> Description of the task:
Copy each line of the data below, character for character.

> Data for processing:
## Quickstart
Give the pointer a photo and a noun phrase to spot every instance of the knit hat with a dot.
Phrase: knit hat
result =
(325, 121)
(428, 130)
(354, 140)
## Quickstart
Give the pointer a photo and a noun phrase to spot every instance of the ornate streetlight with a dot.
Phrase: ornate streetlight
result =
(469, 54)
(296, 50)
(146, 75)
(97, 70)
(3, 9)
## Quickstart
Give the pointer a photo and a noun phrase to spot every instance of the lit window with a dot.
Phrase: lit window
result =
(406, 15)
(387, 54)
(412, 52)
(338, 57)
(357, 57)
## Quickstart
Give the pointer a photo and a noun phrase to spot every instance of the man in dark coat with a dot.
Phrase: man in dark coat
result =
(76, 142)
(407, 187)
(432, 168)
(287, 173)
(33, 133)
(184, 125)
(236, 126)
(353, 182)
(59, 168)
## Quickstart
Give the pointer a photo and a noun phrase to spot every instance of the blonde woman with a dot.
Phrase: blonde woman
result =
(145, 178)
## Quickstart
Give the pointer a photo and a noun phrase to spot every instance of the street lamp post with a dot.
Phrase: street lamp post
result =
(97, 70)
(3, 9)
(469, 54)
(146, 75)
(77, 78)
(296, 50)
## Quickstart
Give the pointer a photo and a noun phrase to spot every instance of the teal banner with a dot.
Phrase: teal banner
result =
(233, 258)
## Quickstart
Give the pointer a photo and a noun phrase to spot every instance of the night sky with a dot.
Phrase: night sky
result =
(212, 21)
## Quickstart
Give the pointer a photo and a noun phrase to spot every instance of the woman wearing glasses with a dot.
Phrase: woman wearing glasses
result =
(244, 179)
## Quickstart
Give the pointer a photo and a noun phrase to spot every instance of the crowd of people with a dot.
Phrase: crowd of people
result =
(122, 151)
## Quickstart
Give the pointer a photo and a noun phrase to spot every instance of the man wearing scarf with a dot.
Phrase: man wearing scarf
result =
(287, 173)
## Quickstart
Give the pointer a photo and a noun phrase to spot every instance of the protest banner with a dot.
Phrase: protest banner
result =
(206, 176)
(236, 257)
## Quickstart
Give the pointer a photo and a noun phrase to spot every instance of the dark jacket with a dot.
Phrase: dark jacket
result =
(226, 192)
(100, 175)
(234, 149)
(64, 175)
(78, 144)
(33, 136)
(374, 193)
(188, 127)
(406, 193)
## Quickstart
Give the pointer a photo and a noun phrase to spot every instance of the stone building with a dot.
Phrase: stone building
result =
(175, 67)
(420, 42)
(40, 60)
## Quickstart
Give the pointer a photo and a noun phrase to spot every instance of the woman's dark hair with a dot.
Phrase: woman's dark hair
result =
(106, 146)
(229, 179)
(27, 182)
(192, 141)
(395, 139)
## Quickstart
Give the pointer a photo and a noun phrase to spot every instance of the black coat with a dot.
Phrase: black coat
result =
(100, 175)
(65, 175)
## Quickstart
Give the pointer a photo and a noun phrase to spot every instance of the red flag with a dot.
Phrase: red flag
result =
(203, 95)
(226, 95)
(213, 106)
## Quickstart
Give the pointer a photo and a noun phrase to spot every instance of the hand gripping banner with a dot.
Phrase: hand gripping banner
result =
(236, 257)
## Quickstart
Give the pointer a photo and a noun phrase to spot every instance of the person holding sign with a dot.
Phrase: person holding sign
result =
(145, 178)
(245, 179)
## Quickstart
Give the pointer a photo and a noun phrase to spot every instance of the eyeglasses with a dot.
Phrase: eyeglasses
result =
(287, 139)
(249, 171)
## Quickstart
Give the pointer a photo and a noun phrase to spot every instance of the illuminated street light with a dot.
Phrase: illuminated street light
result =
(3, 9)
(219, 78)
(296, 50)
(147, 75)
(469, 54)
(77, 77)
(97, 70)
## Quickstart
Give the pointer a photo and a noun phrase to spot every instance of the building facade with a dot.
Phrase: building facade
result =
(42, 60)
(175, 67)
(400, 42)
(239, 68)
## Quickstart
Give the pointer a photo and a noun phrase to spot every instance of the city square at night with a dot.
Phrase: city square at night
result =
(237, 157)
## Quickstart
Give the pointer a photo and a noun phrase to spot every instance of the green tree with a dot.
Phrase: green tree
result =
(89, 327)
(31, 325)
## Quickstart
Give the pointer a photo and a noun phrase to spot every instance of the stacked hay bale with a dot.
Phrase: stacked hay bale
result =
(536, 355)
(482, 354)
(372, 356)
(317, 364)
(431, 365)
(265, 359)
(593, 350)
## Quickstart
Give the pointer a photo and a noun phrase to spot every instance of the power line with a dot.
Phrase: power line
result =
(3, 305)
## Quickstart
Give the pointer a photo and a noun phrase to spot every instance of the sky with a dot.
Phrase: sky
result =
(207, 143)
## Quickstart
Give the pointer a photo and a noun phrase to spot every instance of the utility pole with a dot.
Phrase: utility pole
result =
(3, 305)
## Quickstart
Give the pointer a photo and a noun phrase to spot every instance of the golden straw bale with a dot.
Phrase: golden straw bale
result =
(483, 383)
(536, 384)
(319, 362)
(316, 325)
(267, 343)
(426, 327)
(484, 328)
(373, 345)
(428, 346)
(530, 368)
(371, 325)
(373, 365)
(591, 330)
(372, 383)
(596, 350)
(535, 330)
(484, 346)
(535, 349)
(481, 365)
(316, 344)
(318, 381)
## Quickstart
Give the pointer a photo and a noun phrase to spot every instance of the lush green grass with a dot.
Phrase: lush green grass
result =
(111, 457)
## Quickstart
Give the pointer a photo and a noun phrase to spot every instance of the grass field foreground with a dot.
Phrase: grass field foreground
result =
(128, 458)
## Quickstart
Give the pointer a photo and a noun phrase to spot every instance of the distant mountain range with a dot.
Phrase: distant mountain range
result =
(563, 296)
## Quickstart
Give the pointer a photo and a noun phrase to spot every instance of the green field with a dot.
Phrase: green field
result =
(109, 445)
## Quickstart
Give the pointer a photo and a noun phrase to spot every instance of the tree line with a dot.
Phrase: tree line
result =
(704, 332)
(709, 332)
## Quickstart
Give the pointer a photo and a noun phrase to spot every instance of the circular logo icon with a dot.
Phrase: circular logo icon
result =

> Solution for this exercise:
## Quickstart
Give the pointer a photo and a noun phrase to spot every instance of the knit hat with a dot.
Phrase: knit hat
result =
(325, 121)
(428, 130)
(354, 140)
## Quickstart
Give the pointer a photo and a noun phrase to spot every instance of the ornate streetlight with a dot.
Phrase: ornate streetlight
result =
(469, 54)
(296, 50)
(146, 75)
(97, 70)
(3, 9)
## Quickstart
Give the pointer a photo and a noun phrase to spot every instance of the lit window with a dot.
Phrase: lit window
result =
(406, 15)
(387, 54)
(412, 52)
(338, 57)
(357, 57)
## Quickstart
Give the pointer a photo and a noun phrase to spot every instance of the man in dark coat with a dot.
Phrase: man in dark coat
result =
(76, 142)
(407, 187)
(432, 168)
(287, 173)
(33, 133)
(184, 125)
(236, 126)
(353, 182)
(59, 168)
## Quickstart
Give the pointer a photo and a noun phrase to spot every instance of the blonde woman with a dot.
Phrase: blonde woman
result =
(145, 178)
## Quickstart
Give the pointer a photo and a noun phrase to spot every instance of the street lamp post with a dot.
Phrase: street lamp post
result =
(97, 70)
(3, 9)
(469, 54)
(146, 75)
(77, 78)
(296, 50)
## Quickstart
Give the pointer a photo and a noun phrase to spot every instance of the teal banner with a dot.
Phrase: teal banner
result =
(233, 258)
## Quickstart
Give the pointer a photo and a noun phrase to spot every instance of the night sky with a dot.
Phrase: night sky
result =
(212, 21)
## Quickstart
Give the pointer a photo and a noun phrase to spot every instance of the woman wearing glasses with a dot.
Phrase: woman wearing glasses
result =
(244, 179)
## Quickstart
Give the pointer a photo and a noun phrase to spot every instance of the crowd of people with a dot.
Phrase: crowd of people
result =
(122, 151)
## Quickstart
Give the pointer a photo and a noun phrase to spot every instance of the man wearing scarf with a dot.
Phrase: man wearing scarf
result =
(287, 173)
## Quickstart
Give the pointer a photo and a noun phrase to spot every instance of the protest banner with a dot.
Phrase: protest banner
result =
(206, 176)
(236, 257)
## Quickstart
Give the pointer a photo and a noun phrase to spot every instance of the dark jacket with a dot.
Phrase: dark jacket
result =
(226, 192)
(100, 175)
(234, 149)
(64, 175)
(78, 144)
(33, 136)
(374, 193)
(188, 127)
(406, 193)
## Quickstart
Give the pointer a photo and a noun phrase to spot every instance of the stone building with a dot.
Phrase: stone building
result =
(175, 67)
(420, 42)
(40, 60)
## Quickstart
Give the pointer a photo and a noun phrase to spot every instance of the woman's dark hair with a dot.
Phrase: woman's dark hair
result =
(106, 146)
(229, 179)
(27, 182)
(192, 141)
(395, 139)
## Quickstart
Give the pointer a photo and a noun phrase to spot every instance of the black coat with a dot.
Phrase: black coat
result =
(100, 175)
(65, 175)
## Quickstart
Give the pointer a photo and a noun phrase to spot every instance of the red flag with a dot.
Phrase: red flag
result =
(203, 95)
(226, 95)
(213, 106)
## Quickstart
Give the pointer a photo and a noun phrase to spot every instance of the hand gripping banner with a dot.
Phrase: hand gripping banner
result =
(236, 257)
## Quickstart
Give the pointer a photo and a noun phrase to spot every instance of the person holding sign with a dot.
Phrase: person holding sign
result =
(145, 178)
(245, 179)
## Quickstart
Give the pointer a photo and a noun phrase to spot every instance of the eyeglasses with a dot.
Phrase: eyeglasses
result =
(287, 139)
(249, 171)
## Quickstart
Give the pointer a photo and a noun phrase to spot every instance of the illuminated street light with a dot.
Phrase: illuminated street light
result =
(3, 9)
(219, 78)
(296, 50)
(147, 75)
(469, 54)
(77, 77)
(97, 70)
## Quickstart
Give the pointer a photo and a noun phrase to spot every instance of the building facade with a dot.
Phrase: building facade
result =
(42, 60)
(175, 67)
(400, 42)
(239, 68)
## Quickstart
Give the pointer a photo and a noun phrase to spot every instance of the city square at night with a dot.
Phrase: city square at night
result =
(237, 157)
## Quickstart
Give the pointer a photo and a noun phrase to spot every instance of the green tree with a dot.
Phrase: green tree
result =
(89, 327)
(31, 325)
## Quickstart
Give the pointer a photo and a noun phrase to spot every instance of the stacked hay bale with a dot.
Phrase: stacked hay bale
result =
(536, 355)
(482, 354)
(372, 356)
(317, 364)
(431, 365)
(265, 359)
(593, 350)
## Quickstart
Give the pointer a photo and a noun phrase to spot every instance of the power line with a dot.
Phrase: power line
result =
(3, 305)
## Quickstart
Give the pointer a photo and a noun phrase to spot every instance of the sky with a dot.
Phrase: sky
result =
(207, 143)
## Quickstart
Give the pointer a photo and a noun phrase to spot every instance of the utility pole with a dot.
Phrase: utility pole
result =
(3, 305)
## Quickstart
Give the pointer a photo and a noun phrase to spot every instance of the golden straw bale with a dot.
Phrase: golden straw bale
result =
(483, 383)
(536, 384)
(319, 362)
(316, 325)
(267, 343)
(426, 327)
(484, 328)
(373, 345)
(428, 346)
(530, 368)
(371, 325)
(373, 365)
(591, 330)
(372, 383)
(596, 350)
(535, 330)
(484, 346)
(535, 349)
(481, 365)
(316, 344)
(318, 381)
## Quickstart
Give the pointer a photo and a noun phrase to spot every instance of the lush green grass with a dot.
Phrase: lush green grass
result =
(111, 457)
## Quickstart
Give the pointer a photo and a noun phrase to spot every instance of the grass field foreground with a dot.
Phrase: grass field foreground
result =
(128, 458)
## Quickstart
Give the pointer a photo and a noun phrase to spot every instance of the distant mountain range with a dot.
Phrase: distant mountain range
result =
(563, 296)
## Quickstart
Give the pointer a photo and a noun phrase to spot every instance of the green field with a dot.
Phrase: green field
result =
(109, 445)
## Quickstart
Give the pointer a photo and a noun phrase to spot every instance of the tree line with a dot.
Phrase: tree line
result =
(704, 332)
(709, 332)
## Quickstart
Give the pointer a photo and a noun phrase to spot every instance of the circular logo icon with a dot.
Phrase: circular logo icon
result =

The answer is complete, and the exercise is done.